# Task requirements
An exact copy of all the data is required.

# Input material
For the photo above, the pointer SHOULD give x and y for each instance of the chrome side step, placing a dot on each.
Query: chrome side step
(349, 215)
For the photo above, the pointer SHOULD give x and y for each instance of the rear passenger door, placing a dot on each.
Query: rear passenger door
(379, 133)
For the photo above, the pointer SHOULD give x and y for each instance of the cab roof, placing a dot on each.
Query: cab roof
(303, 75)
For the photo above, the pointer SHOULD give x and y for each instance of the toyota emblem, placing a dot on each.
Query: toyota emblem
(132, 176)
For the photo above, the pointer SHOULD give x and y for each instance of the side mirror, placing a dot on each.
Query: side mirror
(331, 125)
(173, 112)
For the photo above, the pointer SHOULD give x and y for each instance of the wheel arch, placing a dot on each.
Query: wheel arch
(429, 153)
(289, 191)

# Task response
For the photo above, the pointer SHOULD give x and y for each instance of the chrome side step, placing a dot on each.
Query: chrome side step
(349, 215)
For the photo above, the pointer SHOULD give x and y for each instance of the rear passenger door, placing a dot on each.
Query: rear passenger door
(379, 133)
For the photo above, the pointer SHOULD give x and y for each instance of the cab roof, placing a dot on each.
Query: cab roof
(303, 75)
For the photo above, the pointer SHOULD give x and y for each instance of the toyota emblem, placing a dot on each.
Query: toyota emblem
(132, 176)
For the photo above, the pointer SHOULD give x and y for each instance of the side mirror, placing a dot on each.
Query: side mirror
(331, 125)
(173, 112)
For the photo above, the pointer SHOULD give x and y for each instance of the wheel arch, placing a dot on each.
Query: wheel arch
(429, 153)
(289, 191)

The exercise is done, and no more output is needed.